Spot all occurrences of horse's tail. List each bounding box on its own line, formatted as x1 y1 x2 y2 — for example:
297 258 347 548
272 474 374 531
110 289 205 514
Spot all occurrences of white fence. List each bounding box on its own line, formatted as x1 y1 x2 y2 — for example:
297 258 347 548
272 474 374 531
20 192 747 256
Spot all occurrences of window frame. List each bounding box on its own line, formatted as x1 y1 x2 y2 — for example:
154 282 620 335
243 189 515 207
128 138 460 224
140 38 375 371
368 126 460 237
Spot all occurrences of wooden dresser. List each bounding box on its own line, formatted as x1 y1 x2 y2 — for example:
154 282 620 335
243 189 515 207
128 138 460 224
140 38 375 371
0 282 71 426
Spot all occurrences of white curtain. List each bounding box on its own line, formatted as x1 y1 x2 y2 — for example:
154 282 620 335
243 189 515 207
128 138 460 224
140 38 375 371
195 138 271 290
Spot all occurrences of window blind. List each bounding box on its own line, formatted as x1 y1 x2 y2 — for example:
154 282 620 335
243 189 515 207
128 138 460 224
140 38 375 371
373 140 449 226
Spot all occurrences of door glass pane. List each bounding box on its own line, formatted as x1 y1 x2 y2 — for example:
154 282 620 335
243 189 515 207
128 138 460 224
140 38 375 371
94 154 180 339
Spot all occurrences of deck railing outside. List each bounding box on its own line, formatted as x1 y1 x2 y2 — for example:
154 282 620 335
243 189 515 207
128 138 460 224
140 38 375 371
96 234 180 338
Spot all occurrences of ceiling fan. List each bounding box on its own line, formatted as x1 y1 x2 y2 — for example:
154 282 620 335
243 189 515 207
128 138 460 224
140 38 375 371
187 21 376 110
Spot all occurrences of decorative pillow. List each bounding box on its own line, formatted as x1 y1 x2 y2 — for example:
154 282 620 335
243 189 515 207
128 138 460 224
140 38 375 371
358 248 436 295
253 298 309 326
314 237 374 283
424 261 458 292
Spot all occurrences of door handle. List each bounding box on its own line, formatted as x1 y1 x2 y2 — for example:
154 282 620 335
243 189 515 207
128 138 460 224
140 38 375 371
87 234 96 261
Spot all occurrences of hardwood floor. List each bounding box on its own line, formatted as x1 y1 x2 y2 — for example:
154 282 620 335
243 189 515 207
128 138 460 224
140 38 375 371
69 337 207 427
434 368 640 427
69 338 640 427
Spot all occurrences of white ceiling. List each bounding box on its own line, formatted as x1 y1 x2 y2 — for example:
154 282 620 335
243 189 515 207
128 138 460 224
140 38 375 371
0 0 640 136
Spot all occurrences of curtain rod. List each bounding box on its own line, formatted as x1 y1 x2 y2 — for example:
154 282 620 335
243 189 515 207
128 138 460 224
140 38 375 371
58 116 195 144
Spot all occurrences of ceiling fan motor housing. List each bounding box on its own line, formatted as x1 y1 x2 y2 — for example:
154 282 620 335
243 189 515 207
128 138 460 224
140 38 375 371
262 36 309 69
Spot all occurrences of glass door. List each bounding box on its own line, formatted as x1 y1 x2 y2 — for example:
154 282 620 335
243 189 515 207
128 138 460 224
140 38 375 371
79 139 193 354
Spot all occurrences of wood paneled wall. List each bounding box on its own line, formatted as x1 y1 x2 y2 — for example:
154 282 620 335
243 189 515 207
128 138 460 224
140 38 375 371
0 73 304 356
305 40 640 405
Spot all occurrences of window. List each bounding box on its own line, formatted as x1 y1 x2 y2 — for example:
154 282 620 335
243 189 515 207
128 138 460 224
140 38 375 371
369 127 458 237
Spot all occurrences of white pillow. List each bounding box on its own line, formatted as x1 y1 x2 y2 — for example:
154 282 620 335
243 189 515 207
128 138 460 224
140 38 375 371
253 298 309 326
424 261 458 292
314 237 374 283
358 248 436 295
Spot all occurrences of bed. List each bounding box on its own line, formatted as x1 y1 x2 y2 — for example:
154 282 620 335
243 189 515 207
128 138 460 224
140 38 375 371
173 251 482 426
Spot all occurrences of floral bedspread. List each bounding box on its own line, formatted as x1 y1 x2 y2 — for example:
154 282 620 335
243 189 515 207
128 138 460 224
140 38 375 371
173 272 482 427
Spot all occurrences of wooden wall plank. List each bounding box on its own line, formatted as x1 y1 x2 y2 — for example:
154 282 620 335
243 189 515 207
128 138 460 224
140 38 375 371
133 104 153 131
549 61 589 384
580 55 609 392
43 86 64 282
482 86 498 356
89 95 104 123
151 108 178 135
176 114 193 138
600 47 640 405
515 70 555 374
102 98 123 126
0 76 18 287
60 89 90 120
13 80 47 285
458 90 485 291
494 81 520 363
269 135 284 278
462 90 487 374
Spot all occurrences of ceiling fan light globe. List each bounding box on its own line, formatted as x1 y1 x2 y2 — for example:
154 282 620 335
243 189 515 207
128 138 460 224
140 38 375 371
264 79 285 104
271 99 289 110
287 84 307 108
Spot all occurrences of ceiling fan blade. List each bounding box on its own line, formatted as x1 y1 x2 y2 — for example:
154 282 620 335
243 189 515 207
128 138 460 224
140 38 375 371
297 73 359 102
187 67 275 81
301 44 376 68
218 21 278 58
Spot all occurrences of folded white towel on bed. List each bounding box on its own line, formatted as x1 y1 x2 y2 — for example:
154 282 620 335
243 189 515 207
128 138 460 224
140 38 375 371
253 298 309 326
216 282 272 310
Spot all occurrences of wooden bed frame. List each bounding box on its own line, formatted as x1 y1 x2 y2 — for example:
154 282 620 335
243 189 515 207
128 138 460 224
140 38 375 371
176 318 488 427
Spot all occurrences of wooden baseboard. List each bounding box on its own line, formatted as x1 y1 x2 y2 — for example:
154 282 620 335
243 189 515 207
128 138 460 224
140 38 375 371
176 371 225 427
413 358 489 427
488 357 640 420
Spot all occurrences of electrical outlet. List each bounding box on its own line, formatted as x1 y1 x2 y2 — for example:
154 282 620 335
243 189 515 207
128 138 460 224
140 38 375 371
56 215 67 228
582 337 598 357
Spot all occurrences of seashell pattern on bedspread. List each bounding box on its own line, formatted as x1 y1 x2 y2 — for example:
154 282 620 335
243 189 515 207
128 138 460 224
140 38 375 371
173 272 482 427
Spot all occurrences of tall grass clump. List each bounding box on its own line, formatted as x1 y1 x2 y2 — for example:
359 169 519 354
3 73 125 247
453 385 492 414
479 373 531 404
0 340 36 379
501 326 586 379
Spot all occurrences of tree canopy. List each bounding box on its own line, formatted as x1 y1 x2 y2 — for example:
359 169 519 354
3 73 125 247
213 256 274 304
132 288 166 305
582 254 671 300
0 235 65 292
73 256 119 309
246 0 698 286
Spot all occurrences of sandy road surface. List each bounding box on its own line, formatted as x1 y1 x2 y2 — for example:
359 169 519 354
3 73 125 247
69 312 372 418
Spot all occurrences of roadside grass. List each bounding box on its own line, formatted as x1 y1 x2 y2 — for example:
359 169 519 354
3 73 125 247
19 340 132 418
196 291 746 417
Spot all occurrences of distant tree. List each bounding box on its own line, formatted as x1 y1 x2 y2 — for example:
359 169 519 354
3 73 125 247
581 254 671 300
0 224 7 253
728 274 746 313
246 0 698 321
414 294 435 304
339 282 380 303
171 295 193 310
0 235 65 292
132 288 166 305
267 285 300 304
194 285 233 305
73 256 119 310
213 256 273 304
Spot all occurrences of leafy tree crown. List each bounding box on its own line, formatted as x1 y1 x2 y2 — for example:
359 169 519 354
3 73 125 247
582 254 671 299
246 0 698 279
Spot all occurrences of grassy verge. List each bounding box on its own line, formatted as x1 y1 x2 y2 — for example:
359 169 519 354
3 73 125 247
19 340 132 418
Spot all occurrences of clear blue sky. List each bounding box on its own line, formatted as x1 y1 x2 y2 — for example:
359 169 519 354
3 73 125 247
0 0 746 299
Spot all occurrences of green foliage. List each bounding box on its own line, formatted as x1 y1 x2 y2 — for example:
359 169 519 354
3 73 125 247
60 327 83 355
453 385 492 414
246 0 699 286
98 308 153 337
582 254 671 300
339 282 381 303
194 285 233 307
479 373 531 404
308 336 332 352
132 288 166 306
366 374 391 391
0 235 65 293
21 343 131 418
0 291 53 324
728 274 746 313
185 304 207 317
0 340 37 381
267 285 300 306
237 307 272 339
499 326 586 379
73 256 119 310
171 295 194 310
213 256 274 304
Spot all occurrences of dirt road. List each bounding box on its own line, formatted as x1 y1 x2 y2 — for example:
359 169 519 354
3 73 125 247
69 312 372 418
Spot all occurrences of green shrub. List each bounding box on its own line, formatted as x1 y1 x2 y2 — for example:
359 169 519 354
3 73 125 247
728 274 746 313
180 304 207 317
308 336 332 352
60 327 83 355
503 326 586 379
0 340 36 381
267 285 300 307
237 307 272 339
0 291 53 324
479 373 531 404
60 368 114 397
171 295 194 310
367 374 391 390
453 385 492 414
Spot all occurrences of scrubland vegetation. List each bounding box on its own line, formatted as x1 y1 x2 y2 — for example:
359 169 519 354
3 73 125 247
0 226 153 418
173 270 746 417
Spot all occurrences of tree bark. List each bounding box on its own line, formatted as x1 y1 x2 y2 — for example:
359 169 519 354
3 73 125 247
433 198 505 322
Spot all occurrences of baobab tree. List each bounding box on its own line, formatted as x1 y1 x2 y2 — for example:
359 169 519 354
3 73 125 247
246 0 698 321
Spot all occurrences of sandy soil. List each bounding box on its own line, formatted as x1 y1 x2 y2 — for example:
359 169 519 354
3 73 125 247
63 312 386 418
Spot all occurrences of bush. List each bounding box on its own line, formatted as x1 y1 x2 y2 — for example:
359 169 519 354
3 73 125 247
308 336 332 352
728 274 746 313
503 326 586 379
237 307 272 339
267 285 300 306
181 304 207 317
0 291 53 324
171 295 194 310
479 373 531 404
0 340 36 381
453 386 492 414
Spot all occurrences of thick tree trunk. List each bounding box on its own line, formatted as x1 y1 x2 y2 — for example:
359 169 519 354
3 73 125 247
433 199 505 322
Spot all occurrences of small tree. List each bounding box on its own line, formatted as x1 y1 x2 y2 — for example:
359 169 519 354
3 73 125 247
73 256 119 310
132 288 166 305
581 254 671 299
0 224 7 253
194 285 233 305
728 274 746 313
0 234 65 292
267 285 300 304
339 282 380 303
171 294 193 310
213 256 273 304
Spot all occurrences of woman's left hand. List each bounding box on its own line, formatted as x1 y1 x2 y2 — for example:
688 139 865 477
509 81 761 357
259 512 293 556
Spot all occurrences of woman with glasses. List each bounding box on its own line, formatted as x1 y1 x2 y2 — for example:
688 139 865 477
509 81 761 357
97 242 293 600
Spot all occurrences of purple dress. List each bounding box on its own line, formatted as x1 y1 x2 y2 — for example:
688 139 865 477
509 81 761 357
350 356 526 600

·····

* _Task_:
Rescale the records from the first line through the line containing "195 138 271 290", both ends included, and reproduce only those lines with their requests. Multiply every bounding-box coordinate in the answers by 0.8, rounding to whole numbers with halves rounded up, and leave the numbers in the requests and their format samples unchanged.

* _Result of the exercise_:
Spot all occurrences of horse's tail. List each bounding box on its own line, formatted as x1 y1 x2 y2 — for example:
297 258 347 548
272 474 374 531
88 231 164 411
Spot all occurrences of white fence. List each bounding box on its own line, formatted as x1 y1 x2 y2 — for example:
297 258 347 548
272 474 374 531
16 154 598 205
Spot all occurrences of window frame. List each bounding box on its own line, formatted as x1 y1 x2 y2 — for example:
154 282 620 335
243 189 515 207
128 138 460 224
140 38 375 371
294 101 368 190
Spot all occurrences of wooden dresser. List each bounding box on its own line, formatted as x1 y1 x2 y2 — for example:
154 282 620 335
243 189 515 207
128 138 460 224
140 38 375 371
0 226 57 341
Spot all occurrences of white curtain. List each bounding box on its own line, formatted as x1 y1 x2 y2 — for example:
154 282 620 335
243 189 515 207
128 138 460 224
140 38 375 371
156 110 217 232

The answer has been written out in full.